▶ SOURCE TEXT:
The collection of household waste electrical and electronic equipment (WEEE) in the third quarter of 2020 returned to levels similar to those seen before the Covid-19 pandemic.
However, compliance schemes have warned the sector is still unlikely to meet annual collection targets.
Data covering the collection of household WEEE by producer compliance schemes and their members was published by the Environment Agency yesterday (1 December).
The figures show 133,428 tonnes of household WEEE was collected by producer compliance schemes between July and September 2020. This represents a slight increase from the same period last year, when 131,720 tonnes was collected.
And, this is a considerable improvement on the second quarter of 2020, when only 64,434 tonnes was collected (see letsrecycle.com story).
The collection of medical devices fared particularly well, as outlined in the table below. Nearly seven tonnes has been collected in 2020, while the target was to collect only five tonnes.

▶ GOAL OF THE EXERCISE: Can you type out the entire WEEE collection passage word for word? These lines have nothing to do with the WEEE collection passage.

Source data:

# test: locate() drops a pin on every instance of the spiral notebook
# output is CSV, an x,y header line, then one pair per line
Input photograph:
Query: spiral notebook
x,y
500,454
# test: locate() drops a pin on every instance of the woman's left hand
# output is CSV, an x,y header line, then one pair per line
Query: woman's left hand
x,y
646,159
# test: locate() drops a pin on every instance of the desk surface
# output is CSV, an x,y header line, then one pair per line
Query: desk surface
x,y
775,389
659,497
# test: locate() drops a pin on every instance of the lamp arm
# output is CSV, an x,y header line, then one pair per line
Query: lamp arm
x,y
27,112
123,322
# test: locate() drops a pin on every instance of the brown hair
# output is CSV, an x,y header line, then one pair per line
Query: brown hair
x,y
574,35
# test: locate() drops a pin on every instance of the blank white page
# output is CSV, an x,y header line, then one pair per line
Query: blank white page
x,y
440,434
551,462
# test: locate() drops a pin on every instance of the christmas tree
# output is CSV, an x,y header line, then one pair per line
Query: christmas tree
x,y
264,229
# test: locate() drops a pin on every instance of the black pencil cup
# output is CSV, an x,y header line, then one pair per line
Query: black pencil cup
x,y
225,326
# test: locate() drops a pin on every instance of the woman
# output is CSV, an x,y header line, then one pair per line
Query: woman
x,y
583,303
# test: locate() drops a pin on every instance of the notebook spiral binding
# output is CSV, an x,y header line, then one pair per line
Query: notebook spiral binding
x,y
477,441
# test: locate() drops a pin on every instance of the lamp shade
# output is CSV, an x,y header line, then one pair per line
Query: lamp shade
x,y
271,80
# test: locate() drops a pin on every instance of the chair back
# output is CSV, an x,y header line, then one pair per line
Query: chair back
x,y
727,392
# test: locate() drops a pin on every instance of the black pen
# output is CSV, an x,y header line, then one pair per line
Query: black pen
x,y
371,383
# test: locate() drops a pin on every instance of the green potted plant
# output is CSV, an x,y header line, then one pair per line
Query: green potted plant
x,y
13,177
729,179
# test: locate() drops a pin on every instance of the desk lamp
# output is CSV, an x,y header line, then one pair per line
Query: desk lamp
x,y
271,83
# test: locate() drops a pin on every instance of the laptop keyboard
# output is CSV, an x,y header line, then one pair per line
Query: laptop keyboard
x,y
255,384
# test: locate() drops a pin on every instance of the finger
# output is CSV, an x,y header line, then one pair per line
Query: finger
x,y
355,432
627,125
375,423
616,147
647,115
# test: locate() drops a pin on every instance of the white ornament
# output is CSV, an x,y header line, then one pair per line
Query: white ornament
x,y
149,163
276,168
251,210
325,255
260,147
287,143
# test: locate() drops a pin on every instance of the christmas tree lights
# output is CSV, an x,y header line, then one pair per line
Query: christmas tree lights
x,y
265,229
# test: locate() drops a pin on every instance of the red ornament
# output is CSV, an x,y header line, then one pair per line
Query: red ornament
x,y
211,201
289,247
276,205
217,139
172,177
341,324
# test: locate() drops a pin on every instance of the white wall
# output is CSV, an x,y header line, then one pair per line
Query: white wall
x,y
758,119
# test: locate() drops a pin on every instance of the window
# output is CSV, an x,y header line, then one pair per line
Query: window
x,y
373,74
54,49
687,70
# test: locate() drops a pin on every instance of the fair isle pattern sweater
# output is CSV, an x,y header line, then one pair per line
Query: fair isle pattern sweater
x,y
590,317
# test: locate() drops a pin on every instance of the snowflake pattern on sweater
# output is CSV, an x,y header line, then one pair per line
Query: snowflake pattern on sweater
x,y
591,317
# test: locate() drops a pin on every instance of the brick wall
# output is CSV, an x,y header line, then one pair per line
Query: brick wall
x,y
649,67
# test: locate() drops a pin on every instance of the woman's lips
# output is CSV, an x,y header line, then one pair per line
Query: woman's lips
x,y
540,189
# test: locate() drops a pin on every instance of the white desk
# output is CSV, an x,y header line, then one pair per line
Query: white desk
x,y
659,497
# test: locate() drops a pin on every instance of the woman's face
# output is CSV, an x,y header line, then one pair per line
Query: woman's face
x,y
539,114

▶ TASK SOLUTION:
The collection of household waste electrical and electronic equipment (WEEE) in the third quarter of 2020 returned to levels similar to those seen before the Covid-19 pandemic.
However, compliance schemes have warned the sector is still unlikely to meet annual collection targets.
Data covering the collection of household WEEE by producer compliance schemes and their members was published by the Environment Agency yesterday (1 December).
The figures show 133,428 tonnes of household WEEE was collected by producer compliance schemes between July and September 2020. This represents a slight increase from the same period last year, when 131,720 tonnes was collected.
And, this is a considerable improvement on the second quarter of 2020, when only 64,434 tonnes was collected (see letsrecycle.com story).
The collection of medical devices fared particularly well, as outlined in the table below. Nearly seven tonnes has been collected in 2020, while the target was to collect only five tonnes.